In the entries below, find the line with "If you could spot the dining chair" and the line with "If you could spot the framed picture". Print those two and everything between them exactly, and nothing else.

=-=-=

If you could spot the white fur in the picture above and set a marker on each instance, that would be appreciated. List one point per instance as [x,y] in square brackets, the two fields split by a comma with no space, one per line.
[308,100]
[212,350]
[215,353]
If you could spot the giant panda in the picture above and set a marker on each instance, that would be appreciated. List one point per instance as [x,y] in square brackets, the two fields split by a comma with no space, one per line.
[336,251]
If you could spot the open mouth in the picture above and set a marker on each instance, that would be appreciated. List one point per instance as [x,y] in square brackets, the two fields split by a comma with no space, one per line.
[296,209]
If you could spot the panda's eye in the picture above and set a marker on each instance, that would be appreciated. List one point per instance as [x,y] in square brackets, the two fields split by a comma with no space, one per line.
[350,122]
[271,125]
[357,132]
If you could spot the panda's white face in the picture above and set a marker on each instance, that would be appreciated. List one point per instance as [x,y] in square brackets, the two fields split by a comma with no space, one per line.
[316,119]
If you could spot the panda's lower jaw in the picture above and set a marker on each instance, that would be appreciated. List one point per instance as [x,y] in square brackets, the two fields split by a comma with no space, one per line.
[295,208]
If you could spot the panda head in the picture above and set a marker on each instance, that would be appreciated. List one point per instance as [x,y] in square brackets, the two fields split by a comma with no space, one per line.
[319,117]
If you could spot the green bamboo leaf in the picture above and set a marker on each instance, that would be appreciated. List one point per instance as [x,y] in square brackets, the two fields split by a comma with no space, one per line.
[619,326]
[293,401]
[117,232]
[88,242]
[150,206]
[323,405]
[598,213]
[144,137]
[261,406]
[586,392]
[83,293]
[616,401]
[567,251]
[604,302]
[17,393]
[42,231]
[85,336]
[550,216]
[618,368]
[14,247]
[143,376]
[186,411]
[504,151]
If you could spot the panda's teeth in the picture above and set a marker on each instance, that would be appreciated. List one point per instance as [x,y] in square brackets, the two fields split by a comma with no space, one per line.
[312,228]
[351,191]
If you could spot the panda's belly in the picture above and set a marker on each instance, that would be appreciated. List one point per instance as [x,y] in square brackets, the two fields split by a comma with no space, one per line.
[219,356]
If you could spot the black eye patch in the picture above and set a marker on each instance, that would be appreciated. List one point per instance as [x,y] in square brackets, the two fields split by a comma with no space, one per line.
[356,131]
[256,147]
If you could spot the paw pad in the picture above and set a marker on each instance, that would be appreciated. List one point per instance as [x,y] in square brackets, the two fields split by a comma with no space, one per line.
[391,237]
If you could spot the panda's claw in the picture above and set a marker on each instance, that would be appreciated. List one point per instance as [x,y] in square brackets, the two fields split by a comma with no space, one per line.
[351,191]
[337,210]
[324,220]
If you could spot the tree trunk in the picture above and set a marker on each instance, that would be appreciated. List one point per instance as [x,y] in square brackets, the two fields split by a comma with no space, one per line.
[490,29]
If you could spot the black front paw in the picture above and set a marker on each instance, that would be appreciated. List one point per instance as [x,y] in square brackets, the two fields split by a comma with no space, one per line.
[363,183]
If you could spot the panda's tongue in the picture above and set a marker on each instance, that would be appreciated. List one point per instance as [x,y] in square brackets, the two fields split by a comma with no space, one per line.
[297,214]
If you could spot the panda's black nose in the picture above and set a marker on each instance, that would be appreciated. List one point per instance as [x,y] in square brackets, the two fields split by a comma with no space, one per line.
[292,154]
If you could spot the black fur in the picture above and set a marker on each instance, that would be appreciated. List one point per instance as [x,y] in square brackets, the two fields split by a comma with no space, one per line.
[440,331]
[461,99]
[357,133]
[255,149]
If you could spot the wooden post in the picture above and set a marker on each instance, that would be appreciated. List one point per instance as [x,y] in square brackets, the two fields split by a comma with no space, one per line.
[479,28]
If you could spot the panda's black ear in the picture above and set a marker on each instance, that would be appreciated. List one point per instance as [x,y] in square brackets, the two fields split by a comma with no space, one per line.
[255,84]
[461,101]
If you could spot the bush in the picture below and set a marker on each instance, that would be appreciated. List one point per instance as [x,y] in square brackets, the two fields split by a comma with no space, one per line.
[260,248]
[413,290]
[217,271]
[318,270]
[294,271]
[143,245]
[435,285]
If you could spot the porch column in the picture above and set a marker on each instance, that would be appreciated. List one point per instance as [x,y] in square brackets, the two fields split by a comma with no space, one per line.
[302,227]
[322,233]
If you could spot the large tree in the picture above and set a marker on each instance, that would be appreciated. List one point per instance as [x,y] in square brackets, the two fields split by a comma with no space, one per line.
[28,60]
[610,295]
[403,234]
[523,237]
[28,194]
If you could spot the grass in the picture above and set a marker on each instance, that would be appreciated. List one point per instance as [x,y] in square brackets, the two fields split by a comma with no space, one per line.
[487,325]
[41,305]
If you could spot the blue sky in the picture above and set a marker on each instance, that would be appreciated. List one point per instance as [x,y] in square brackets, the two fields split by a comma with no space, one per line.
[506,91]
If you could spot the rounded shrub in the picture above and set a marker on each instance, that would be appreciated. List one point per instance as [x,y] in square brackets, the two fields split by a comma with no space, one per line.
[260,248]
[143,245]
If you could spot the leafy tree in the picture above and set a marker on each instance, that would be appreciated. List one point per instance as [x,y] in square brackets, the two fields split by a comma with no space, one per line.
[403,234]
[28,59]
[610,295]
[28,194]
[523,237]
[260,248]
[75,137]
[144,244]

=-=-=

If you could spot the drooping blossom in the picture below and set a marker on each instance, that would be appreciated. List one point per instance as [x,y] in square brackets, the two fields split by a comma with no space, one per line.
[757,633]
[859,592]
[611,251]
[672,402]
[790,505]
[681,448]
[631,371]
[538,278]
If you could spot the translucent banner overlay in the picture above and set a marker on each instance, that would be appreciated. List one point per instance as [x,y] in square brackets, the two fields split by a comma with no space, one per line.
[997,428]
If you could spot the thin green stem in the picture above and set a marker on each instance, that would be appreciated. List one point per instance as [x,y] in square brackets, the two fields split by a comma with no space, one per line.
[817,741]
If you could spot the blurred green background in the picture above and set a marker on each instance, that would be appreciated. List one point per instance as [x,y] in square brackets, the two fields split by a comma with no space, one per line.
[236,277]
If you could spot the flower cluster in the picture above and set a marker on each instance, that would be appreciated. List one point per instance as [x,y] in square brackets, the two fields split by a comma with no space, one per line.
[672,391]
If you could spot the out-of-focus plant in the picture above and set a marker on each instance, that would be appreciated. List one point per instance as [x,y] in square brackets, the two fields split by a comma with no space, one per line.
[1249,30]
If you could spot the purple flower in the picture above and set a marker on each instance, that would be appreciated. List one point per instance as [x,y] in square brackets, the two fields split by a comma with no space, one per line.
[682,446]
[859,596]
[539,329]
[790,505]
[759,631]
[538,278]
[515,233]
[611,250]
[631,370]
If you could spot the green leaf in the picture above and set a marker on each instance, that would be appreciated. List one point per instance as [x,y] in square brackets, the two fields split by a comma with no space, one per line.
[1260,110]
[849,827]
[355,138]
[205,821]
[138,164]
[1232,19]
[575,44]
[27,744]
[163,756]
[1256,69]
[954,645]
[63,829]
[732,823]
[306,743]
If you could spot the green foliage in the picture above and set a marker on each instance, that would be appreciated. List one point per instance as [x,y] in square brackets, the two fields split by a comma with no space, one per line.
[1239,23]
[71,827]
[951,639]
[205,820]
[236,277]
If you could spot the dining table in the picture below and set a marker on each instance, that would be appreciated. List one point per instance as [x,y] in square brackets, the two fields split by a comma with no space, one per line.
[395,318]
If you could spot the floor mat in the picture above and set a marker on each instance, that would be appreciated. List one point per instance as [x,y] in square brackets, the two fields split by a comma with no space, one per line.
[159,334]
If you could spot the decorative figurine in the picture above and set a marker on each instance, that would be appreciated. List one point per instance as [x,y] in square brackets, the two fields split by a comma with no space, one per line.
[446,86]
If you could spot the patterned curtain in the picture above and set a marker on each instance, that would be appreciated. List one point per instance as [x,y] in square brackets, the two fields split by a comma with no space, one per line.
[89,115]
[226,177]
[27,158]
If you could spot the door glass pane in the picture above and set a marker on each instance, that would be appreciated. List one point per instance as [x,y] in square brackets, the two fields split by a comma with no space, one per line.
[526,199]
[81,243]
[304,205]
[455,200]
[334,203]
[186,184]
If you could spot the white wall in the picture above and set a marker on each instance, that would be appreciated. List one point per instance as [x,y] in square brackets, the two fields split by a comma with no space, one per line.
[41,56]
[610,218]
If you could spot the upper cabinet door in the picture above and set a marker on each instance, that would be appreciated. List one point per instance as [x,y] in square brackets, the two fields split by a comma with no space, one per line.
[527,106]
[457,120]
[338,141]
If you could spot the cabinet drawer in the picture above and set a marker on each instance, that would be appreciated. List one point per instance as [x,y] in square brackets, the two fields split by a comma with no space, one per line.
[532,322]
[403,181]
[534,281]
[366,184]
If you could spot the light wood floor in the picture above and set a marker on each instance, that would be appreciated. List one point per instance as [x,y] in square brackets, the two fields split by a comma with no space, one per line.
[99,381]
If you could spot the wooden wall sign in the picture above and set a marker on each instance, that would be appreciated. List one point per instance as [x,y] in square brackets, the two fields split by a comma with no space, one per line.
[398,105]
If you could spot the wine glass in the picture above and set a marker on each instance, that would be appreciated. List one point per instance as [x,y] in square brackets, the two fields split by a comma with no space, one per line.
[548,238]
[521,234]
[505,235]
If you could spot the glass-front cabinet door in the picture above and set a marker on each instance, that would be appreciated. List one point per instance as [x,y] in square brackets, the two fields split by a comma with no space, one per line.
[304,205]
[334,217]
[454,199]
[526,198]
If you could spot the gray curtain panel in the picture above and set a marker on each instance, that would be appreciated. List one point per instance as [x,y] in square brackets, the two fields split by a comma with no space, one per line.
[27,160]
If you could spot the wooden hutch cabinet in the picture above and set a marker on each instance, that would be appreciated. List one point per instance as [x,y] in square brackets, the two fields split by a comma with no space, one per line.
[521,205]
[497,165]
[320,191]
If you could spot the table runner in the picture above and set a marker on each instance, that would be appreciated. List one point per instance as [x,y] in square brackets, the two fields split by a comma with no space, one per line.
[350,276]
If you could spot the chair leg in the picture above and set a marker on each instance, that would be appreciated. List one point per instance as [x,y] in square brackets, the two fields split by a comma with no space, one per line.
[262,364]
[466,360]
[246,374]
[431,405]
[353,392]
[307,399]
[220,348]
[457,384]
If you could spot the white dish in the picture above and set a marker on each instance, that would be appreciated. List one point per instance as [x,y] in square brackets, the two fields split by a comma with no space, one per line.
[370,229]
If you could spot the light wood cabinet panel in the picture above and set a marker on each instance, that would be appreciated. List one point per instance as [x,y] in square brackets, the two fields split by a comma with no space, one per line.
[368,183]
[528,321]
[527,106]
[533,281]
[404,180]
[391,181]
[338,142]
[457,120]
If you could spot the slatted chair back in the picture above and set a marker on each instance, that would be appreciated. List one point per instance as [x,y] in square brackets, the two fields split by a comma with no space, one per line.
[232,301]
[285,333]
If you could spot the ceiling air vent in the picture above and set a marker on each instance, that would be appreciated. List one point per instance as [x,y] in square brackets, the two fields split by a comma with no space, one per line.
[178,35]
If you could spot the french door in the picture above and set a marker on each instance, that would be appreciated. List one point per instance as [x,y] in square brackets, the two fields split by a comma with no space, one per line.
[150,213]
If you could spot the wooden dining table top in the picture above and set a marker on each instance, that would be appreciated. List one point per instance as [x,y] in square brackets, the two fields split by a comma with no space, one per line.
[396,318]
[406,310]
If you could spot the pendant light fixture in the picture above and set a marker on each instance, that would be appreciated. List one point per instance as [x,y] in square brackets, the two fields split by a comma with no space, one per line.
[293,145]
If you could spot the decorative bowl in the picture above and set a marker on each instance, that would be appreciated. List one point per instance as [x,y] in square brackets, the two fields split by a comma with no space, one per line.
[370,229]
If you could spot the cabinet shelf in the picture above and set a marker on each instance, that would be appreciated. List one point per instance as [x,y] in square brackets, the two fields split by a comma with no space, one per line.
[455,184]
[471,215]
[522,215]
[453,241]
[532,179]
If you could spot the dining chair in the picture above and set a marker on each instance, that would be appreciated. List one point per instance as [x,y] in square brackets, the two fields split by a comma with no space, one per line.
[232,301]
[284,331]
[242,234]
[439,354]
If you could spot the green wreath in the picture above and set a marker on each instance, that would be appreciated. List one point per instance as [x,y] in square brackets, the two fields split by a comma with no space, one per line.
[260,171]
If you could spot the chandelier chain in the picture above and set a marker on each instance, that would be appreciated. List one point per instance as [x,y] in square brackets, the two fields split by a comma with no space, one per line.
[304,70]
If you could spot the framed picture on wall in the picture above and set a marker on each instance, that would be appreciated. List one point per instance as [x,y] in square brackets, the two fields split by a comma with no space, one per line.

=-=-=

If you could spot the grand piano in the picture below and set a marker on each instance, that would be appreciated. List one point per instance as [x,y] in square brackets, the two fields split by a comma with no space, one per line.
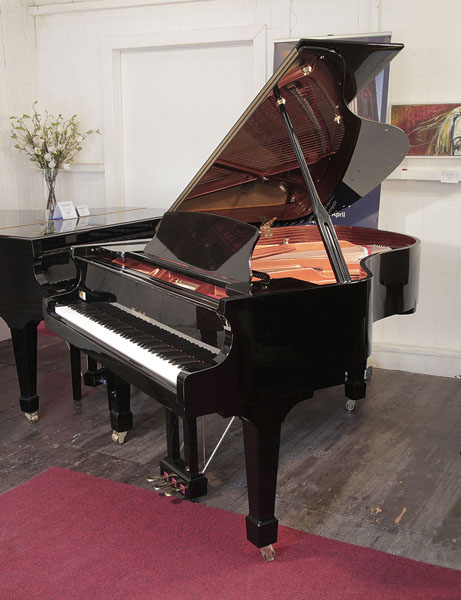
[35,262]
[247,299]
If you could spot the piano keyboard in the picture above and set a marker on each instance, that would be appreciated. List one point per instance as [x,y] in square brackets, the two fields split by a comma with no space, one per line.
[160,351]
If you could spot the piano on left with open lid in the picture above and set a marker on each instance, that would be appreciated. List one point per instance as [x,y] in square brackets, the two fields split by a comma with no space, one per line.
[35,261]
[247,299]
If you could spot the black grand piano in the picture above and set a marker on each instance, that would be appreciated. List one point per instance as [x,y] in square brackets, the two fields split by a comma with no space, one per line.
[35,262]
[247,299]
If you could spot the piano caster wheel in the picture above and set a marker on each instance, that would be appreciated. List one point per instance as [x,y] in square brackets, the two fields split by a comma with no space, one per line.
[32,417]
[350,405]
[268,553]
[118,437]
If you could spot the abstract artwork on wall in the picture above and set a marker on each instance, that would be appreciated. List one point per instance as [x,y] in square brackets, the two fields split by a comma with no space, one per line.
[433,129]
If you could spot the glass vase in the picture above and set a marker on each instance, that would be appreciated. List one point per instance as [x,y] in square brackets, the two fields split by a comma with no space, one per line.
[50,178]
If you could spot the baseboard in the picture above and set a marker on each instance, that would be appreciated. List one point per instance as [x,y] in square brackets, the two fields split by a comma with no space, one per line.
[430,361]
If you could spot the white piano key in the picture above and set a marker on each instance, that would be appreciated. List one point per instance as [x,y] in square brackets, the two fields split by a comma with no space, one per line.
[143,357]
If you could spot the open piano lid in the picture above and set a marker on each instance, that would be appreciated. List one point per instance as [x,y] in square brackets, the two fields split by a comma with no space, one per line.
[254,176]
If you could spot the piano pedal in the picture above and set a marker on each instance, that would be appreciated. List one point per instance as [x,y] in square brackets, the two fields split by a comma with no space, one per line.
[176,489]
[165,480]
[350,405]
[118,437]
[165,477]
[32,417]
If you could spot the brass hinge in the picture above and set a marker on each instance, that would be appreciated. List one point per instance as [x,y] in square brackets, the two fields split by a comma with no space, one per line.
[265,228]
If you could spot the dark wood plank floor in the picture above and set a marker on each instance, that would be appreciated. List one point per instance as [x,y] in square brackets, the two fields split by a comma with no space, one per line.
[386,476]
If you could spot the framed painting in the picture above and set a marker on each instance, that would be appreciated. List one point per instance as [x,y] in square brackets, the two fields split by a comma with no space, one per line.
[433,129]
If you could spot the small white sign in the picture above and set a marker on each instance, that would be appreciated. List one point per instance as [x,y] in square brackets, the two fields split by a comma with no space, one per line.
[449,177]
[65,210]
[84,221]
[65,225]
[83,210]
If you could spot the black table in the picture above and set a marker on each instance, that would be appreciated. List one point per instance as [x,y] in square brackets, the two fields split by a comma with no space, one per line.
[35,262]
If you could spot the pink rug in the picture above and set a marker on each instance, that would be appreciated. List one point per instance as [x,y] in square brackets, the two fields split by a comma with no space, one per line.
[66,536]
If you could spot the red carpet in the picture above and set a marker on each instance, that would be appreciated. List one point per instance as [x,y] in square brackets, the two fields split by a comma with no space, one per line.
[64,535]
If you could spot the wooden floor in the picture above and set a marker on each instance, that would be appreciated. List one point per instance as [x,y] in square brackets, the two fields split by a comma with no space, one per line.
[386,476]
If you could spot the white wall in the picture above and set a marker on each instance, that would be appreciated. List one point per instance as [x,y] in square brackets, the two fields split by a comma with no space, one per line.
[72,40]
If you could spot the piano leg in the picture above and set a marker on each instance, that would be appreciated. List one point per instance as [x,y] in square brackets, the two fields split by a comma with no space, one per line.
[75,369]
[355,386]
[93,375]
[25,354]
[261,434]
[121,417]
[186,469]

=-=-=

ANSWER FOR THE TASK:
If you could spot the dining chair in the picture above and set a marker on each instance, that would be appreciated. List one point per instance as [x,y] in square brackets, the two fields split by a comma with no space, one per line.
[232,301]
[284,331]
[242,234]
[439,354]
If you could spot the green wreath in the picture above and set a marker on each instance, that would be appreciated. List one point per instance as [x,y] in square brackets, the two fields split by a comma with no space, one per line.
[260,171]
If you could spot the chandelier chain in the picture above and set a marker on each instance, that would be appreciated. List one point per instance as [x,y] in square brackets, the two fields split by a comma with no space, one per line.
[304,70]
If you could spot the framed picture on wall in the picture above and set a marker on each instance, that would be appreciated. List one point per instance as [x,y] in square brackets, the two fields split by a comma with no space, one per line.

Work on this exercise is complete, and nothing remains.